TASK INSTRUCTIONS
Output each entry verbatim.

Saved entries
* * *

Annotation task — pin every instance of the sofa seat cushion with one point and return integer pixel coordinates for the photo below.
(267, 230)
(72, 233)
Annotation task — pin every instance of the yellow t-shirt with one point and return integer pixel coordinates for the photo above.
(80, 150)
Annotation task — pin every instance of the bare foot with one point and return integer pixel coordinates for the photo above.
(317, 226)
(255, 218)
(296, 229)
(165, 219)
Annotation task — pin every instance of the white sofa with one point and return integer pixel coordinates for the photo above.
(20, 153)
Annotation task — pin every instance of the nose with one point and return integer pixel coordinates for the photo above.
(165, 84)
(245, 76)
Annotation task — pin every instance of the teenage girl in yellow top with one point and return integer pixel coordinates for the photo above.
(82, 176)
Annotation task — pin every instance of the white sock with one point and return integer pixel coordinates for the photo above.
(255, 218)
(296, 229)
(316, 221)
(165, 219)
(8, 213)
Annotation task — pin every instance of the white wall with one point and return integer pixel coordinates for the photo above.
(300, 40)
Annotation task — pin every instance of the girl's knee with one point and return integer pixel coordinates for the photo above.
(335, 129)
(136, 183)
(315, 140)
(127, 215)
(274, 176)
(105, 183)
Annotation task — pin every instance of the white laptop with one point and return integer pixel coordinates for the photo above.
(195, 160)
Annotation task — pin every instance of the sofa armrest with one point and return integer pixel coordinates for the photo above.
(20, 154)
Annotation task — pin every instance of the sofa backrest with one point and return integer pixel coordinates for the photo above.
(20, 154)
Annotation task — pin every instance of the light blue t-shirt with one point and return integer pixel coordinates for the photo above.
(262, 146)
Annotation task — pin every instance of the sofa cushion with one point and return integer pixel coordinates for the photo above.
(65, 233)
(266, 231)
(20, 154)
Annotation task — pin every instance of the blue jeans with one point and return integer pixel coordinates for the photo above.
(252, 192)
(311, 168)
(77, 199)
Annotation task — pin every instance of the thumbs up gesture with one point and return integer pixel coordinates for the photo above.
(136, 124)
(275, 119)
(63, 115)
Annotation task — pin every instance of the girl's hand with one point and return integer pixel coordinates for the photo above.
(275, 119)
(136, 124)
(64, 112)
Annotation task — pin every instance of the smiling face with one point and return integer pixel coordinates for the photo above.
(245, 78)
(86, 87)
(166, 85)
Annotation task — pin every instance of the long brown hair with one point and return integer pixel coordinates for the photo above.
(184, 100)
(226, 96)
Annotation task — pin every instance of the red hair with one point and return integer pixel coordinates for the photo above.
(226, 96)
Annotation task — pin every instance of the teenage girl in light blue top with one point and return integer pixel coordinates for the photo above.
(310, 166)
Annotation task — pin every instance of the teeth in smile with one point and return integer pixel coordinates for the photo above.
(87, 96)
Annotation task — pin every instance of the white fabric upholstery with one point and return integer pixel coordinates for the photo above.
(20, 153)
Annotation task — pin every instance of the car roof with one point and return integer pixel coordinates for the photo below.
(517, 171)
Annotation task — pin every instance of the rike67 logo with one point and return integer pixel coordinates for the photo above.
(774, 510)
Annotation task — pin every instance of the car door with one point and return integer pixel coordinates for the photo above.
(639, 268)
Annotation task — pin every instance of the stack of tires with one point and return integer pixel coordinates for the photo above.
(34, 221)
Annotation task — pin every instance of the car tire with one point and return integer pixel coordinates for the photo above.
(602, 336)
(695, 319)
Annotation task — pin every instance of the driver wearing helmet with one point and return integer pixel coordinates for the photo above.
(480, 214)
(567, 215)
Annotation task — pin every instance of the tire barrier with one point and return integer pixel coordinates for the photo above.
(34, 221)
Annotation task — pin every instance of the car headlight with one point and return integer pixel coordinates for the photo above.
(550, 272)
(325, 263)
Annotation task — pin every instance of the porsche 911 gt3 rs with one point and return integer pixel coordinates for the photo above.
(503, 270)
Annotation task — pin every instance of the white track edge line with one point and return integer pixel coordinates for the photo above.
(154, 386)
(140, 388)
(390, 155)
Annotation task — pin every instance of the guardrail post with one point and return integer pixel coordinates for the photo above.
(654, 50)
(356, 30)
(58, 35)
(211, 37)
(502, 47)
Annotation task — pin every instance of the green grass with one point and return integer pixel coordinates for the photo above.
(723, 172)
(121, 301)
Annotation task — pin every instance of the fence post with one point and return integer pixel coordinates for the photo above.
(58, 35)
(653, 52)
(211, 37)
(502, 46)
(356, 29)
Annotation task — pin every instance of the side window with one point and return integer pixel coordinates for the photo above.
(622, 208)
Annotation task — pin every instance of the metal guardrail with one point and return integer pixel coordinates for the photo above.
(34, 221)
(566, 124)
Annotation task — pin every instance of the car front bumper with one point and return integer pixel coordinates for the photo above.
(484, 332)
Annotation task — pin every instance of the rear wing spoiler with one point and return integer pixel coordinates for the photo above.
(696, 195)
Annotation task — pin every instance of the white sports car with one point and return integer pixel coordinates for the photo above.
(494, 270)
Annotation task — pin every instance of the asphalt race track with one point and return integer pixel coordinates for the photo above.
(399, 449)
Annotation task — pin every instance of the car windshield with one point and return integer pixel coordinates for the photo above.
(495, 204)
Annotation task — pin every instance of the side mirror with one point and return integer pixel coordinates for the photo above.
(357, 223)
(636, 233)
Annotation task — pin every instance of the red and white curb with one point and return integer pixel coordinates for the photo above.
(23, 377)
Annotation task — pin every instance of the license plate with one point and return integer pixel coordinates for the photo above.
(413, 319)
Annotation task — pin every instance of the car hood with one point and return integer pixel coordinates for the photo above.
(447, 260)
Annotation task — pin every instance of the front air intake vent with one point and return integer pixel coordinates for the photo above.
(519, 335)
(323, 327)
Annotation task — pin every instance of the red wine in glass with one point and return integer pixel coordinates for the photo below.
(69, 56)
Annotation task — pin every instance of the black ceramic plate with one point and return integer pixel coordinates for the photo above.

* * *

SOLUTION
Annotation task — pin every instance of the sofa seat cushion with one point and return integer pixel coordinates for the photo below.
(267, 230)
(72, 233)
Annotation task — pin every instance of the yellow t-shirt with one point and return integer pixel coordinates for the photo above.
(80, 150)
Annotation task — pin every instance of the bare foot with one point and return integer pixel coordinates for the photo above.
(317, 226)
(255, 218)
(296, 229)
(165, 219)
Annotation task — pin every instance of the white sofa with one point and return integer pixel coordinates for the photo above.
(20, 153)
Annotation task — pin every instance of the nose with one point and return integer pixel coordinates for the photo above.
(165, 84)
(245, 76)
Annotation task — pin every instance of the teenage girl in yellow top with one point and return integer pixel coordinates for the photo above.
(82, 176)
Annotation task — pin every instance of the white sock with one point and return integer pixel coordinates for the photo above.
(255, 218)
(296, 229)
(316, 221)
(165, 219)
(8, 213)
Annotation task — pin every instance of the white wall with one point and return integer pixel coordinates for the photo above.
(300, 40)
Annotation task — pin every instance of the girl's knee with one point and return integer pixel coordinates for the photo above.
(335, 129)
(136, 183)
(315, 140)
(127, 215)
(274, 176)
(105, 183)
Annotation task — pin every instance of the white laptop with one point and return integer pixel coordinates for the photo above.
(195, 160)
Annotation task — pin every instance of the sofa armrest with one point and return integer pixel coordinates for the photo above.
(20, 154)
Annotation task — pin every instance of the sofa backrest with one point and return integer pixel coordinates for the photo above.
(20, 154)
Annotation task — pin every instance of the light blue t-shirt with one point and return integer pixel coordinates for the photo above.
(262, 146)
Annotation task — pin every instance of the sofa cushion with one point and return integer pixel coordinates for the photo above.
(65, 233)
(266, 231)
(20, 154)
Annotation task — pin every instance of the blue jeans with one point and return integer pixel coordinates for the photo above.
(252, 192)
(311, 168)
(77, 199)
Annotation task — pin every instance of the thumbs up gesture with one point and return integer pixel coordinates for the photo above.
(136, 124)
(275, 119)
(63, 115)
Annotation task — pin every instance of the girl's hand with one point and return integer pixel coordinates for the photo above.
(275, 119)
(136, 124)
(64, 112)
Annotation task — pin every instance of the smiling face with one point and return integer pixel coordinates for the photo above.
(245, 78)
(86, 87)
(166, 85)
Annotation task — pin every instance of the long brown hair with one point and return integer pixel coordinates for the photo above.
(184, 100)
(226, 96)
Annotation task — pin every instance of the red hair with one point and return integer pixel coordinates for the photo above.
(226, 96)
Annotation task — pin every instance of the teenage girl in light blue top with one point and return integer pixel coordinates for the photo above.
(310, 166)
Annotation task — pin every instance of the teeth in smile with one point and return integer pixel coordinates for the photo above.
(87, 96)
Annotation task — pin every instance of the white fabric upholstery with one point and return integer pixel coordinates for the photo above.
(20, 153)
Annotation task — pin every instance of the car roof with one point and return integer pixel coordinates for the photo below.
(517, 171)
Annotation task — pin every instance of the rike67 logo with one point and return integer pixel coordinates for the photo above.
(774, 510)
Annotation task — pin every instance of the car door with one point and return integer pixel coordinates for the photo above.
(639, 268)
Annotation task — pin every instance of the stack of tires with one point and return integer pixel coordinates for the photo above.
(34, 221)
Annotation task — pin every instance of the car tire with one point and return integer pixel coordinates for the photo above.
(602, 336)
(695, 319)
Annotation task — pin every instance of the driver wearing helmet with one point and return integer pixel coordinates for the photo above.
(480, 214)
(567, 215)
Annotation task — pin every instance of the tire barrier with one point and return integer pixel coordinates for the photo above.
(34, 221)
Annotation task — pin every instance of the car headlight with one point and return integer pixel coordinates for the photo above.
(550, 272)
(325, 263)
Annotation task — pin every instance of the porsche 911 gt3 rs with one point and return integer pixel coordinates for the photo above.
(503, 270)
Annotation task — pin every instance of the white track edge line with one point and return integer pixel coordinates for the photo above.
(154, 386)
(140, 388)
(390, 155)
Annotation task — pin every instance of the guardrail post with one point and return integer pixel coordinates for the photo above.
(654, 50)
(356, 30)
(58, 35)
(211, 37)
(502, 47)
Annotation task — pin every instance of the green grass with one point and return integer pixel coordinates for the photo above.
(723, 172)
(121, 301)
Annotation task — pin every instance of the fence post with one point and return integer pixel coordinates for the photo above.
(58, 35)
(653, 52)
(211, 37)
(502, 46)
(356, 29)
Annotation task — pin every instance of the side window with one point and return integer pixel coordinates for the photo above.
(622, 208)
Annotation task — pin every instance of the metal guardrail with one point and return integer pixel coordinates for the photo above.
(34, 221)
(566, 124)
Annotation task — pin every instance of the car front bumper with one point and return integer pixel coordinates for the photo above.
(484, 332)
Annotation task — pin every instance of the rear wing spoiler with one point and return integer pixel coordinates for the photo above.
(696, 195)
Annotation task — pin every instance of the white sports car with one point and return integer pixel coordinates for the photo above.
(494, 270)
Annotation task — pin every instance of the asphalt race track with one point and return integer pixel coordinates for the photo above.
(399, 449)
Annotation task — pin every instance of the car windshield with one point and return integer pixel coordinates for the photo above.
(495, 204)
Annotation task — pin every instance of the side mirror with one point and return integer pixel coordinates for the photo above.
(357, 223)
(636, 233)
Annotation task — pin every instance of the red and white curb with one point and return integer pixel coordinates for the photo above.
(23, 377)
Annotation task — pin every instance of the license plate with one point and return integer pixel coordinates for the photo above.
(413, 319)
Annotation task — pin every instance of the car hood with one point and return integer pixel coordinates for the photo above.
(447, 260)
Annotation task — pin every instance of the front air intake vent with one point and return integer pixel coordinates for the photo above.
(519, 335)
(323, 327)
Annotation task — pin every instance of the red wine in glass with one point and return integer pixel coordinates for the photo below.
(69, 56)
Annotation task — pin every instance of the black ceramic plate with one point and return integer pixel coordinates for the photo above.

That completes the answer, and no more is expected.